• [Set problem]: Set down each line of the data below exactly as it stands, dropping the pictures.

• [Data for this exercise]:
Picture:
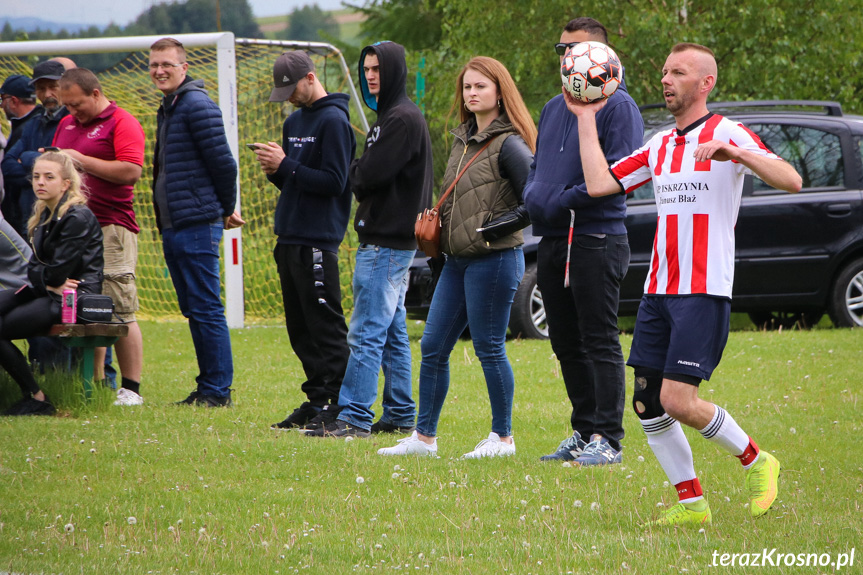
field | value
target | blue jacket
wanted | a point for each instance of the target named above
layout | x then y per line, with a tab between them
555	184
200	173
315	203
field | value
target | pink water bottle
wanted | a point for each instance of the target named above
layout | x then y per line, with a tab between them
70	306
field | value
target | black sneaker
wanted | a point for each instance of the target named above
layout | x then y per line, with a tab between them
339	428
30	406
325	416
189	400
568	450
385	427
299	418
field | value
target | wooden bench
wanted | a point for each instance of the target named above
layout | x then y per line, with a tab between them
89	336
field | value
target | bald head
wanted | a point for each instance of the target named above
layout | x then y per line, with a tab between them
701	57
67	63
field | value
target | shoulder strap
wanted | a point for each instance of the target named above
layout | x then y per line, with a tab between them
460	174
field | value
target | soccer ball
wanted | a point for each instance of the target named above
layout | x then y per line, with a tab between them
591	71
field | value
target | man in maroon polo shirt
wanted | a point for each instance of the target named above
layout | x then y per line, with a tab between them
108	143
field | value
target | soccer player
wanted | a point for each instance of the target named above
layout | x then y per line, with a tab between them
697	170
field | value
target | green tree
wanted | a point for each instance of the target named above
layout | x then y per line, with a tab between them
311	24
197	16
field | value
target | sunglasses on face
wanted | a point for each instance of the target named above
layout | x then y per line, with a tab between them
561	48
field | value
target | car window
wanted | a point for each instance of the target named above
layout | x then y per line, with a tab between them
814	153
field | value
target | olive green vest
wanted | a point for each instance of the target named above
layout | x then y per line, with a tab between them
480	195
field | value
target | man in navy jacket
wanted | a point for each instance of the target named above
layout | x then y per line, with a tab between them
194	194
580	281
311	170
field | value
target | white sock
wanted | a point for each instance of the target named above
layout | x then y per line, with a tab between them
666	438
724	431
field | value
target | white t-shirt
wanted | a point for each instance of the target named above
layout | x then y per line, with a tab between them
697	205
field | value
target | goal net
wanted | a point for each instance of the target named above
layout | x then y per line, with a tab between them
238	76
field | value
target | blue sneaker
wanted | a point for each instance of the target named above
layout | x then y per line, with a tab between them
568	450
598	452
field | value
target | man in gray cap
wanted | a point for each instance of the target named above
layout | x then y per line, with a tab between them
311	170
37	133
19	105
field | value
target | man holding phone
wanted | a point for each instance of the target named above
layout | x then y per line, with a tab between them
311	170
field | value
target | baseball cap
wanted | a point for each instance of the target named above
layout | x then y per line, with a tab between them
18	86
288	69
48	70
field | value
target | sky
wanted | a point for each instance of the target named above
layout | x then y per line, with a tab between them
121	12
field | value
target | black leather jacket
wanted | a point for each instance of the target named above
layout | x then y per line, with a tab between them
67	247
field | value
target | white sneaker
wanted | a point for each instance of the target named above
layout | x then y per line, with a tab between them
128	397
491	447
410	445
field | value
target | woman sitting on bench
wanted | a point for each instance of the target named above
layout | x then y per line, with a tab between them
67	254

• [Worked solution]:
Picture:
field | value
target | blue jacket
wanted | a point for each instance of the target named above
layout | x then y per line, with a tab between them
555	184
200	173
315	203
field | value
target | pink water bottle
wanted | a point for each instance of the target named above
layout | x then y per line, with a tab between them
70	306
field | value
target | black sneaker
wanted | a point for each instance of the target named above
layout | x then y per line, with a tab between them
339	428
30	406
325	416
189	400
568	450
385	427
299	418
field | value
target | wooden bench
wanted | a point for each instance of the target named above
layout | x then y per line, with a tab between them
89	336
field | value
target | bald head
wanted | a point for each instance of the target named above
layout | x then y per line, with a tab between them
701	57
67	63
field | value
target | shoulder strap
wanted | a point for each instance of the target named above
layout | x then y per line, with a tab between them
460	174
field | value
target | soccer ball
wanted | a point for each instance of the target named above
layout | x then y per line, with a tab between them
591	71
field | value
target | man in maroon polo shirt
wanted | a point for each instance of the target named above
layout | x then y per line, with a tab between them
108	143
field | value
target | soccer player
wanted | a point for each instance of the target named above
layout | x then y per line, with a tab between them
697	170
field | value
target | green tree
wanted | a point for each instance of the target named above
layout | x then y per line, with a tab between them
311	24
197	16
field | value
target | sunglasses on face
wanted | a point for each instance of the target named above
layout | x then y per line, with a tab between them
561	48
field | value
target | car window
wanted | a point for each instance of the target named above
layout | x then y per line, with a tab between them
814	153
field | value
target | olive green vest
wanted | a point for each instance of the target named above
layout | x then y per line, with a tab between them
480	195
field | value
target | man in navy jacket
wanted | a point for each instance of the target named above
layout | x then y per line, with a tab between them
194	194
580	281
311	170
field | value
target | white sock
wanted | a point for each instance of the target named above
layout | x then y per line, with a tab between them
666	438
724	431
field | value
target | white t-shirt
wanted | a point for each instance of the target named above
layout | x then y per line, with a tab between them
697	205
field | value
target | goal net
wanted | a point for each instance of the target named above
layout | x then y per line, with a tab between them
238	76
field | value
target | blue sneaker
wanted | a point for each instance of the target named above
layout | x then y per line, with a tab between them
568	450
598	452
field | value
target | man in gray cap
wanted | a point for each instance of the target named above
layout | x then y per line, with a tab between them
311	170
37	133
19	105
field | value
target | man holding phone
wanted | a point for each instance of the target named above
layout | x then y per line, with a tab between them
311	170
field | value
target | baseball cap
wanted | a point for each instance of the target named above
layout | x then y per line, with a tab between them
18	86
288	69
48	70
field | value
target | sky
wanted | a point for each instance of the target named above
layout | x then y per line, with a tab between them
121	12
field | value
target | black leather jacket
wanted | a point for each instance of the target named above
layout | x then y per line, with a tab between them
67	247
field | value
target | white sneaker
wanted | a point for each instance of the target named above
layout | x then y per line, with a tab between them
128	397
491	447
410	445
field | value
target | woman sitting on bench
wanted | a point for each instance of the target named above
layout | x then y per line, with a tab between them
67	254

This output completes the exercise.